#### Task statement:
Keep only the lines of the material below that contain the word "hanging". Copy those lines.
[Opening Excerpted data section]
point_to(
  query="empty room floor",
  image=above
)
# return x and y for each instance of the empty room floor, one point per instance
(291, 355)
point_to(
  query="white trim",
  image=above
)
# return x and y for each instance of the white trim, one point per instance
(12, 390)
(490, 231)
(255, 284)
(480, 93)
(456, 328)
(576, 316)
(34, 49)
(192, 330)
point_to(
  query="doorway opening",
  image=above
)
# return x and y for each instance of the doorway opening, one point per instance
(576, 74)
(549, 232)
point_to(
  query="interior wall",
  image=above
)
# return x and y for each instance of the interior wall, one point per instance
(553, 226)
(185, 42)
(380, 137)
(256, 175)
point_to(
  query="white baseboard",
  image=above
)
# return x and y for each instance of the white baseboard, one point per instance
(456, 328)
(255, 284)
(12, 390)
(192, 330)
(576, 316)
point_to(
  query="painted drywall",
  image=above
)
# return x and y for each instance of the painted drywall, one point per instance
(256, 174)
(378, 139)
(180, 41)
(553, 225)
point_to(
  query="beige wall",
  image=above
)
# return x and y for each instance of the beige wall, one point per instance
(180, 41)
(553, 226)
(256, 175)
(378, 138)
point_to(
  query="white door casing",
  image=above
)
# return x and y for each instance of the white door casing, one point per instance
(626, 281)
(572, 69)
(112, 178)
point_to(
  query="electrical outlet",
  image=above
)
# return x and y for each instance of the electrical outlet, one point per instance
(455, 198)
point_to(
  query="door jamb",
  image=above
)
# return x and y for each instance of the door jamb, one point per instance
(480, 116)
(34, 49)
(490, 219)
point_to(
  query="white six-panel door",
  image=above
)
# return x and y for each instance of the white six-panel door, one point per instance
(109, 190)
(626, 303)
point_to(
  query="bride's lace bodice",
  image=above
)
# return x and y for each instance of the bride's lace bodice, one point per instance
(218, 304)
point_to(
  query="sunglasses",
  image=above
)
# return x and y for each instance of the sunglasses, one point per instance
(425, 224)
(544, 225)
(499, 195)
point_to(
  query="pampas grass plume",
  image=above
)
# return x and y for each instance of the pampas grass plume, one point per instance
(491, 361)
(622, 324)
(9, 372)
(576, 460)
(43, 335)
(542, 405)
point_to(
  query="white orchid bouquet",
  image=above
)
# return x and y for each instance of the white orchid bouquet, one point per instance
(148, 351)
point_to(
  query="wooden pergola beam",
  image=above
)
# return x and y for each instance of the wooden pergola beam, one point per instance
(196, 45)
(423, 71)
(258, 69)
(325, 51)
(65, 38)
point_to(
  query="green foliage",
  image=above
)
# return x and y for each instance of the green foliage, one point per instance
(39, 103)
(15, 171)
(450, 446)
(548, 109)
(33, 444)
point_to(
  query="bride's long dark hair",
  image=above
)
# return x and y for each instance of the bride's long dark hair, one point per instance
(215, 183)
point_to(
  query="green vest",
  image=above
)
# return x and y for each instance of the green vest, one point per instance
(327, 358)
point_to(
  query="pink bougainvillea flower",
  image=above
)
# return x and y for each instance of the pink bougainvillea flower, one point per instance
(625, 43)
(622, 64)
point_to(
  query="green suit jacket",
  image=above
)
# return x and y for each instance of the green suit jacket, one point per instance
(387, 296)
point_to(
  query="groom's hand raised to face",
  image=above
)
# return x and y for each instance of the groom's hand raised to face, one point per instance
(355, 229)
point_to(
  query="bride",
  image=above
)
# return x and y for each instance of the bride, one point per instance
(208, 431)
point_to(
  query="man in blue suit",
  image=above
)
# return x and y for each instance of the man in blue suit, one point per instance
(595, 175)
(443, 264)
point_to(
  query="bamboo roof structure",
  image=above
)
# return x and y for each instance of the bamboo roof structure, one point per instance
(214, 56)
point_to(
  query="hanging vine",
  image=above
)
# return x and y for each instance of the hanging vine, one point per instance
[Closing Excerpted data section]
#### Answer:
  query="hanging vine",
# return x and y for each instance of the hanging vine, one point per instance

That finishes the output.